Dataset content.

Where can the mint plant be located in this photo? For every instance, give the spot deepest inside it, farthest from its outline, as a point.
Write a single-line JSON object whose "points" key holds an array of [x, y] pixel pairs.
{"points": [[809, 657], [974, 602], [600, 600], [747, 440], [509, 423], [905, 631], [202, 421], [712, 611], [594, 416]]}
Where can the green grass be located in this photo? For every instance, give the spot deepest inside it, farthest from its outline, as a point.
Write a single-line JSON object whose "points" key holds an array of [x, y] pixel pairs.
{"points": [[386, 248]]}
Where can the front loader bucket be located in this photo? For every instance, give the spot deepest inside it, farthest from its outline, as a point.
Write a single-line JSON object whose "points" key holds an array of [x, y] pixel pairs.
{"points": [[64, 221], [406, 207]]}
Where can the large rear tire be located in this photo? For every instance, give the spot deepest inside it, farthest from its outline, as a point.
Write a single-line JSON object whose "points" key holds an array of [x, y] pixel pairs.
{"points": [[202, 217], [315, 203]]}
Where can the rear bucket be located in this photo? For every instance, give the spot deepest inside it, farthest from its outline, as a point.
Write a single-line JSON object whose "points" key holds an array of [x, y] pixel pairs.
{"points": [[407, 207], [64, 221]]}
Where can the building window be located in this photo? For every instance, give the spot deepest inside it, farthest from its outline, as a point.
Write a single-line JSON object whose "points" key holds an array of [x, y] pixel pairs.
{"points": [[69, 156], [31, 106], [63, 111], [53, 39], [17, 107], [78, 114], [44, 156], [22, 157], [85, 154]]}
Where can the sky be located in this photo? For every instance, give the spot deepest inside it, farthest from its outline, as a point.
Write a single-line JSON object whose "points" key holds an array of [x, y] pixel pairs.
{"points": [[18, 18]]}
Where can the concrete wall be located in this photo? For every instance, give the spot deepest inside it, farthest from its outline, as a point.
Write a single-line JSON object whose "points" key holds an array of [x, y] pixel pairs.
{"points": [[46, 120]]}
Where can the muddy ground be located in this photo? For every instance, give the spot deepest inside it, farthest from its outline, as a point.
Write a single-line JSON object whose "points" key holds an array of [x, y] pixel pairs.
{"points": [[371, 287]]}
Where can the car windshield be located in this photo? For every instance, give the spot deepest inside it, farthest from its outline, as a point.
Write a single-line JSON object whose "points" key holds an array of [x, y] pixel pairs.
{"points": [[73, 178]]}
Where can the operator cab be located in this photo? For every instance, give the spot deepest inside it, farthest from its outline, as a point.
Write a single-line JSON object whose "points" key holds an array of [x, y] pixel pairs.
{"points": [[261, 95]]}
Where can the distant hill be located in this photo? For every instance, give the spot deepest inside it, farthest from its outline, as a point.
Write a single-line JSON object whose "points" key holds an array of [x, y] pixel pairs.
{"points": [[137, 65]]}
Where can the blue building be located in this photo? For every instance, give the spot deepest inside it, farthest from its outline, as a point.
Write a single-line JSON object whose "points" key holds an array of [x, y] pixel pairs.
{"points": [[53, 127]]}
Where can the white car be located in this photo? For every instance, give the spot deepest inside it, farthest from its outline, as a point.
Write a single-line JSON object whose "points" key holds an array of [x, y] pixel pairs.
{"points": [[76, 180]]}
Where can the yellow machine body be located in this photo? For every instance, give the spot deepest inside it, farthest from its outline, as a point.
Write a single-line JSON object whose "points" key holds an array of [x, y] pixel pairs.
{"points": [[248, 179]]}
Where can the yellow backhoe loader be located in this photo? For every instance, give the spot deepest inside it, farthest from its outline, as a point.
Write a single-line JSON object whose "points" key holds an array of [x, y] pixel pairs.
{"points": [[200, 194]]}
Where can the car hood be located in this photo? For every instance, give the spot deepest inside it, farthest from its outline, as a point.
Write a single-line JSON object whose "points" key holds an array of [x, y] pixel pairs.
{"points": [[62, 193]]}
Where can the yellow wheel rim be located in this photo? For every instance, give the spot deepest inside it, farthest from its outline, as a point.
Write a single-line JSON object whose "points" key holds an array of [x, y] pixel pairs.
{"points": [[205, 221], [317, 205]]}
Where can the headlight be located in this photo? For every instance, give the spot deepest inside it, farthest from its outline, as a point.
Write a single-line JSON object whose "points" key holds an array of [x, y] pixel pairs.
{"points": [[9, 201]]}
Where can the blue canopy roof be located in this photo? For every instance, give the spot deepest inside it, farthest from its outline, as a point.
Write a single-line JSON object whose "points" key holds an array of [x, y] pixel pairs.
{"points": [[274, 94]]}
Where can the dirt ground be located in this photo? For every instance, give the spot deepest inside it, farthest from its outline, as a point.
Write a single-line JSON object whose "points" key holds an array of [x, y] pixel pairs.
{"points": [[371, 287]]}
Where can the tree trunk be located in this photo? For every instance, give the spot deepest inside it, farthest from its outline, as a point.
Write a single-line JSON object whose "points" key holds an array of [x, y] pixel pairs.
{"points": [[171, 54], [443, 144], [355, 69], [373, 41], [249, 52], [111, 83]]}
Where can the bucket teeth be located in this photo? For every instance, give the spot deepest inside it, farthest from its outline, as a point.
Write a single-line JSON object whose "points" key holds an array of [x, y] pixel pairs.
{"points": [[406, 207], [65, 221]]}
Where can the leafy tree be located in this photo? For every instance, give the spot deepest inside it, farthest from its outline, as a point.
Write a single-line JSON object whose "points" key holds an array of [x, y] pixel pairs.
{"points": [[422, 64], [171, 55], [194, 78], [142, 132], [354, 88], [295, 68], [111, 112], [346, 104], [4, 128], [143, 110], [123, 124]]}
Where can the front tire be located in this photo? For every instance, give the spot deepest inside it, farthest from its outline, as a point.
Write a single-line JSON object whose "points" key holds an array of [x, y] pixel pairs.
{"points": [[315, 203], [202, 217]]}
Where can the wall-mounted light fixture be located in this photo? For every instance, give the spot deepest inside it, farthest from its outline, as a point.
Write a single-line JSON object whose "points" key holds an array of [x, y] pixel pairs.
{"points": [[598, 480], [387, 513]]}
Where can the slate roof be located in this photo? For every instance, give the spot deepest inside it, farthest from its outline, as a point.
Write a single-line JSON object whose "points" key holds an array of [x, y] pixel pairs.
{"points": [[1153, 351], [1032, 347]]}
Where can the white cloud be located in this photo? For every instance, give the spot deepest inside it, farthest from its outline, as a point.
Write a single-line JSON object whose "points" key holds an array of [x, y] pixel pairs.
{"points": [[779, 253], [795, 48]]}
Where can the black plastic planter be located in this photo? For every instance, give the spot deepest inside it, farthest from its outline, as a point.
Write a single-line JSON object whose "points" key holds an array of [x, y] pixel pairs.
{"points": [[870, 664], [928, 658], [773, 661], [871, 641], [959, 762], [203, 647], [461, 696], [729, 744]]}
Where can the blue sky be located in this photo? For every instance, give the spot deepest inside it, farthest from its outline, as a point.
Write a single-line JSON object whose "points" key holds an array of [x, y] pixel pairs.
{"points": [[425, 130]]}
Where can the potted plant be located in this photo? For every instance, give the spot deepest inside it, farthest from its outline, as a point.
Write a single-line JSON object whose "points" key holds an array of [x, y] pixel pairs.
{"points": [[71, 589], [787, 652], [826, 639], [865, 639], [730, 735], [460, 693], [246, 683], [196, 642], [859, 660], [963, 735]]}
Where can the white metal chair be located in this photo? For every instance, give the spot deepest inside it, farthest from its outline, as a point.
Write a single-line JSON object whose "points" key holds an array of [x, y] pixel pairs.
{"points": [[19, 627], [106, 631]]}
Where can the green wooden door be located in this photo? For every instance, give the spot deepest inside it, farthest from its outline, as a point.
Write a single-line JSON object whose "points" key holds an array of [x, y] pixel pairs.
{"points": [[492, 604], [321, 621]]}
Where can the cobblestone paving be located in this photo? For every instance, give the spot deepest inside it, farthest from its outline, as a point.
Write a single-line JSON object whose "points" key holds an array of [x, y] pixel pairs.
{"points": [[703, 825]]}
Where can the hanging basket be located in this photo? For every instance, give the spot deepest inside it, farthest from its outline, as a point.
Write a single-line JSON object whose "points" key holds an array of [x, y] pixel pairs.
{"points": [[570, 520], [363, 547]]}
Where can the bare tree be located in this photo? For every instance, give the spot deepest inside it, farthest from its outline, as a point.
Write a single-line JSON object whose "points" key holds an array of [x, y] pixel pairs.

What is expected.
Rewrite the part of the records that opens with the line containing "Where can the green wooden" and runs through the end of the records, changing "cobblestone paving" to "brick pavement" and leaving everything else unchanged. Give only those lines.

Result of the task.
Where can the green wooden door be located in this photo? For every instance, give the spot deepest inside it, farthest from its outline, as a point.
Write a single-line JSON object whose "points" key holds an array of [x, y] pixel pairs.
{"points": [[492, 604], [321, 621]]}
Where can the brick pavement be located in this photo? For every instance, give the spot deepest inside it, farthest from its outline, as a point.
Write a single-line JSON object whose "points" key holds an array of [x, y] pixel pairs.
{"points": [[703, 825]]}
Where can the hanging basket be located in this photo? For every instance, give the spot deepest inside it, farthest from its outline, as a point.
Write a single-line JSON object whose "points" key holds an array of [x, y] pixel pairs.
{"points": [[570, 520], [363, 547]]}
Where can the bare tree be located in this photo? For every instance, give the spot deepest inside it, farthest from its outline, as a point.
Write a single-line JSON object whose "points" key holds an array of [x, y] pixel pairs.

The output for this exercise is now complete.